- _EXERCISE REQUIREMENTS_: Give back every line of the material exactly, as it appears below.

- _MATERIAL TO PROCESS_:

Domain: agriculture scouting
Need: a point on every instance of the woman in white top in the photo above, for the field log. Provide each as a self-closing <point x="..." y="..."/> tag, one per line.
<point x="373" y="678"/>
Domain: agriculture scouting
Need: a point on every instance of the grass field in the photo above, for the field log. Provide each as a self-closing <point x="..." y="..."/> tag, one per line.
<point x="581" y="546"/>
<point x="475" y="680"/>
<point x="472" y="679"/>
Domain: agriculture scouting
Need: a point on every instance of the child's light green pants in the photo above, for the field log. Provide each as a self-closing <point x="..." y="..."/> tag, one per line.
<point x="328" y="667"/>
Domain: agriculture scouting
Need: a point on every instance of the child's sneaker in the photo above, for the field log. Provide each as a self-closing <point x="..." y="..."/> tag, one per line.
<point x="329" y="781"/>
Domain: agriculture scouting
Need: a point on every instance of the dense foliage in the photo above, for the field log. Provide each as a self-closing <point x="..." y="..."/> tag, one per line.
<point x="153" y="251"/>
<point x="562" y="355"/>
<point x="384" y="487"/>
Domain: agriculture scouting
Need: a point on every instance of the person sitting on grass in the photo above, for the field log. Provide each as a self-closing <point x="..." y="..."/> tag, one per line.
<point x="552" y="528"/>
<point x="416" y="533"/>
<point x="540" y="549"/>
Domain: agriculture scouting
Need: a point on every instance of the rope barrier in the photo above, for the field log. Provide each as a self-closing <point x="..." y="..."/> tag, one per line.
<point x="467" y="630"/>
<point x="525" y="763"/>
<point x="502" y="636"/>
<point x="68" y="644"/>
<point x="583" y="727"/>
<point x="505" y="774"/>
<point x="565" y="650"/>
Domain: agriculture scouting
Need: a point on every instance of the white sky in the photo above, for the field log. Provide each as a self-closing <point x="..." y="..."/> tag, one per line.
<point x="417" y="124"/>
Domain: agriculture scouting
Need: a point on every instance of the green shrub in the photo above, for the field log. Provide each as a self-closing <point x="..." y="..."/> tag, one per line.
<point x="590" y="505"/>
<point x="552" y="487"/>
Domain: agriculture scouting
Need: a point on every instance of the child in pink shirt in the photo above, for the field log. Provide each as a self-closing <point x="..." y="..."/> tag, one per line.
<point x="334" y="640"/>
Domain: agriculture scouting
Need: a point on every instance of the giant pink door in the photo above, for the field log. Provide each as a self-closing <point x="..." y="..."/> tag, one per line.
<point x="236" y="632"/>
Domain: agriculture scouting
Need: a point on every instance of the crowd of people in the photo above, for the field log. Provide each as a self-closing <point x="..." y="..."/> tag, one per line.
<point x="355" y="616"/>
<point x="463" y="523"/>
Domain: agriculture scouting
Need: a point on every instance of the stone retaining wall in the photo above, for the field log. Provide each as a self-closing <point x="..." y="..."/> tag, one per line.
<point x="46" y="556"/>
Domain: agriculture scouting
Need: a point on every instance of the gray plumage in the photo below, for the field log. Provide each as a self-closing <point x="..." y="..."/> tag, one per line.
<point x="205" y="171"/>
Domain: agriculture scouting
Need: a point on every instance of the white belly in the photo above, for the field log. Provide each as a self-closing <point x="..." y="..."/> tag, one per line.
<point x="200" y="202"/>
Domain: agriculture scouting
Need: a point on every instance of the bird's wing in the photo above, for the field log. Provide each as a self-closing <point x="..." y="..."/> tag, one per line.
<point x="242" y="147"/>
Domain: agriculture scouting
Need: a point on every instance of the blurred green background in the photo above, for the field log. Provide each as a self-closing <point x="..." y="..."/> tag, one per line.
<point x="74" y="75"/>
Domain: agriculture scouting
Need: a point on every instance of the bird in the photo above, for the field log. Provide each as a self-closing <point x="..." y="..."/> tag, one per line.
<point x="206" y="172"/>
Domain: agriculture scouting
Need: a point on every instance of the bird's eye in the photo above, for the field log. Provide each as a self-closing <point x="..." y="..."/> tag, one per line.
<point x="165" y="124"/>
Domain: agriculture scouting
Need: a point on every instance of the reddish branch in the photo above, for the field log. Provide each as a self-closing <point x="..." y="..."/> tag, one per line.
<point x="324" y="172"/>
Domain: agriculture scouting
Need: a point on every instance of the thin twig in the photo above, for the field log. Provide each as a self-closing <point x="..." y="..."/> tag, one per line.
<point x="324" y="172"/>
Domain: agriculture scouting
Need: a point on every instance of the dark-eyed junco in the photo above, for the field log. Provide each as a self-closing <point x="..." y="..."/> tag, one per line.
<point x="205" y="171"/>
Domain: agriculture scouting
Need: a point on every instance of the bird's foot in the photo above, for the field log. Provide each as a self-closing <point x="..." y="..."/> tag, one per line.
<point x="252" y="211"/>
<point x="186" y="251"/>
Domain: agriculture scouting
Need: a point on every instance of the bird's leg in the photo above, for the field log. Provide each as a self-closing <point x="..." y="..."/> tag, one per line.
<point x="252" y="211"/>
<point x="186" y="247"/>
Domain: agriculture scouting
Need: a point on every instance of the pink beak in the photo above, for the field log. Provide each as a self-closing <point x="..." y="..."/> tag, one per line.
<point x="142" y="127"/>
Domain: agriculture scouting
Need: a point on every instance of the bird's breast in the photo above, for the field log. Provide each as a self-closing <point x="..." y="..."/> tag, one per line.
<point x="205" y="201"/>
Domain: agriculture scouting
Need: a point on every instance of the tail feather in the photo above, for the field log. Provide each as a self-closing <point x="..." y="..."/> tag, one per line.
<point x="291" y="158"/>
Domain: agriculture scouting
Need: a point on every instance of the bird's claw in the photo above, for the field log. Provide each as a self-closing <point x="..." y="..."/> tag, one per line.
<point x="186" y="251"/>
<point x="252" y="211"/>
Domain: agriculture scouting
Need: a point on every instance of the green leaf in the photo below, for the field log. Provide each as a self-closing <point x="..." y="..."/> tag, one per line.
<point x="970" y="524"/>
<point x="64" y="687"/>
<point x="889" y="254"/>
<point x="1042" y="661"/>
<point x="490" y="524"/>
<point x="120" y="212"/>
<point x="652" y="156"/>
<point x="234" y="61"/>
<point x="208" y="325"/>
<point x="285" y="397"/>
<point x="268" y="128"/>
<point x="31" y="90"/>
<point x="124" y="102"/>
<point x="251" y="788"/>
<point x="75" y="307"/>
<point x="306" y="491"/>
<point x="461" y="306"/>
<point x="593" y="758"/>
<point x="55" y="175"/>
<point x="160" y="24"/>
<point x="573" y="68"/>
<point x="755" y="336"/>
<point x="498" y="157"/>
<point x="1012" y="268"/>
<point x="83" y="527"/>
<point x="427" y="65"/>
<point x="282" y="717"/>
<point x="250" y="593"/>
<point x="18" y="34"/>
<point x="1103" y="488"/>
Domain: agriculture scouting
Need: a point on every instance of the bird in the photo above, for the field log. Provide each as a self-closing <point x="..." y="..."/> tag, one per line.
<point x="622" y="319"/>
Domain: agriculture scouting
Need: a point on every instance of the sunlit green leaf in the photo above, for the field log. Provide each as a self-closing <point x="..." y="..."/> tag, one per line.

- _TASK SOLUTION_:
Domain: agriculture scouting
Need: a point on every instance of the woman in white top in the photo above, for the field log. Provide each as a self-closing <point x="..." y="..."/> tag, one per line.
<point x="373" y="678"/>
Domain: agriculture scouting
Need: a point on every instance of the grass field in the photo above, for the field log. Provide each as a self-closing <point x="..." y="..."/> tag, one per line.
<point x="581" y="546"/>
<point x="475" y="680"/>
<point x="472" y="679"/>
Domain: agriculture scouting
Need: a point on every instance of the child's light green pants in the photo above, for the field log. Provide each as a self-closing <point x="..." y="..."/> tag, one per line.
<point x="328" y="667"/>
Domain: agriculture scouting
Need: a point on every instance of the child's sneaker in the photo above, for the field log. Provide each as a self-closing <point x="..." y="..."/> tag, one per line.
<point x="329" y="781"/>
Domain: agriculture scouting
Need: a point on every instance of the dense foliage in the photo above, for the field log. Provide each as a self-closing <point x="..." y="..."/> tag, one per line.
<point x="153" y="251"/>
<point x="562" y="355"/>
<point x="384" y="487"/>
Domain: agriculture scouting
Need: a point on every instance of the person sitting on grass in the photo above, for the field log. Provide each as a self-closing <point x="..." y="..."/> tag, one per line.
<point x="552" y="528"/>
<point x="416" y="533"/>
<point x="540" y="549"/>
Domain: agriculture scouting
Need: a point on every instance of the rope barrier in the photo above, for the field log. Provide each as a self-closing <point x="..." y="..."/> tag, one per line.
<point x="467" y="630"/>
<point x="525" y="763"/>
<point x="502" y="636"/>
<point x="68" y="644"/>
<point x="583" y="727"/>
<point x="505" y="774"/>
<point x="565" y="650"/>
Domain: agriculture scouting
Need: a point on every instance of the white sky in the photo above, for the field log. Provide each as a self-closing <point x="..." y="..."/> tag, one per line.
<point x="417" y="124"/>
Domain: agriculture scouting
Need: a point on every instance of the green shrub in the photo above, for the field log. Provide each as a self-closing <point x="..." y="..."/> tag, one per line.
<point x="590" y="505"/>
<point x="552" y="487"/>
Domain: agriculture scouting
Need: a point on every instance of the child in pink shirt in the photo above, for the field log. Provide each as a self-closing <point x="..." y="..."/> tag, one per line.
<point x="334" y="640"/>
Domain: agriculture scouting
Need: a point on every instance of the giant pink door in the photo above, for the field log. Provide each as a self-closing <point x="..." y="..."/> tag, one per line.
<point x="236" y="632"/>
Domain: agriculture scouting
Need: a point on every instance of the crowd of people in the photo above, for the field log. Provide each as a self-closing <point x="..." y="..."/> tag, one per line.
<point x="355" y="616"/>
<point x="463" y="523"/>
Domain: agriculture scouting
Need: a point on every instance of the stone retaining wall in the photo above, for the field log. Provide each as a self-closing <point x="..." y="..."/> tag, one per line.
<point x="46" y="556"/>
Domain: agriculture scouting
Need: a point on every instance of the gray plumage in the photo below, for the field log. Provide each as a self-closing <point x="..." y="..."/> tag, one per line.
<point x="205" y="171"/>
Domain: agriculture scouting
Need: a point on every instance of the white belly in the photo above, for the field log. Provide each as a self-closing <point x="..." y="..."/> tag, one per line.
<point x="200" y="202"/>
Domain: agriculture scouting
Need: a point on every instance of the bird's wing in the photo above, for the field log. Provide each as a self-closing <point x="..." y="..."/> tag, one per line.
<point x="242" y="147"/>
Domain: agriculture scouting
Need: a point on every instance of the blurred green background in the photo above, for the field log. Provide each as a self-closing <point x="..." y="..."/> tag, one per line.
<point x="74" y="75"/>
Domain: agriculture scouting
Need: a point on every instance of the bird in the photo above, for the field log. Provide each as a self-closing <point x="..." y="..."/> tag, one per line.
<point x="206" y="172"/>
Domain: agriculture scouting
Need: a point on every instance of the bird's eye in the photo above, for the field log. Provide each as a self-closing <point x="..." y="..."/> tag, one per line.
<point x="165" y="124"/>
Domain: agriculture scouting
Need: a point on every instance of the reddish branch in the photo above, for the field log. Provide each as a self-closing <point x="..." y="..."/> tag, one per line.
<point x="324" y="172"/>
Domain: agriculture scouting
Need: a point on every instance of the thin twig in the photo above, for the field log. Provide each as a self-closing <point x="..." y="..."/> tag, one per line.
<point x="324" y="172"/>
Domain: agriculture scouting
Need: a point on every instance of the dark-eyed junco in the photo above, for the field log. Provide each as a self-closing <point x="..." y="..."/> tag, one per line.
<point x="205" y="171"/>
Domain: agriculture scouting
Need: a point on every instance of the bird's foot in the photo above, for the field log. Provide each as a self-closing <point x="..." y="..."/> tag, one per line.
<point x="252" y="211"/>
<point x="186" y="251"/>
Domain: agriculture scouting
Need: a point on every instance of the bird's leg in the photo above, for the field log. Provide each as a self-closing <point x="..." y="..."/> tag, one per line.
<point x="252" y="211"/>
<point x="186" y="247"/>
Domain: agriculture scouting
Need: a point on every instance of the pink beak in the photo above, for the field log. Provide each as a self-closing <point x="..." y="..."/> tag, one per line.
<point x="142" y="127"/>
Domain: agriculture scouting
Need: a point on every instance of the bird's breast in the photo above, for the field log. Provide each as a self-closing <point x="..." y="..."/> tag, one per line.
<point x="205" y="201"/>
Domain: agriculture scouting
Need: a point on every instance of the tail feather in the photo above, for the field log. Provide each as a self-closing <point x="..." y="..."/> tag, one per line.
<point x="291" y="158"/>
Domain: agriculture scouting
Need: a point on every instance of the bird's claw in the photo above, for the field log. Provide each as a self-closing <point x="..." y="..."/> tag, one per line.
<point x="186" y="251"/>
<point x="252" y="211"/>
Domain: agriculture scouting
Need: a point on every instance of the green leaf in the photo below, for the field log. Provide each as a self-closing <point x="..." y="..."/> tag, one per line.
<point x="970" y="524"/>
<point x="64" y="687"/>
<point x="889" y="254"/>
<point x="1042" y="661"/>
<point x="490" y="524"/>
<point x="120" y="212"/>
<point x="652" y="156"/>
<point x="234" y="61"/>
<point x="208" y="325"/>
<point x="285" y="397"/>
<point x="268" y="128"/>
<point x="31" y="90"/>
<point x="124" y="102"/>
<point x="251" y="788"/>
<point x="75" y="307"/>
<point x="306" y="491"/>
<point x="461" y="306"/>
<point x="593" y="758"/>
<point x="55" y="175"/>
<point x="160" y="24"/>
<point x="573" y="68"/>
<point x="755" y="336"/>
<point x="498" y="157"/>
<point x="1012" y="268"/>
<point x="83" y="527"/>
<point x="427" y="65"/>
<point x="282" y="717"/>
<point x="250" y="593"/>
<point x="18" y="34"/>
<point x="1103" y="488"/>
Domain: agriculture scouting
Need: a point on every instance of the bird in the photo above, for the field log. Provide each as a self-closing <point x="..." y="..."/> tag, one per line.
<point x="622" y="319"/>
Domain: agriculture scouting
Need: a point on every instance of the sunlit green leaf in the photo above, for the field log. Provide each as a self-closing <point x="..." y="..."/> tag, one per line.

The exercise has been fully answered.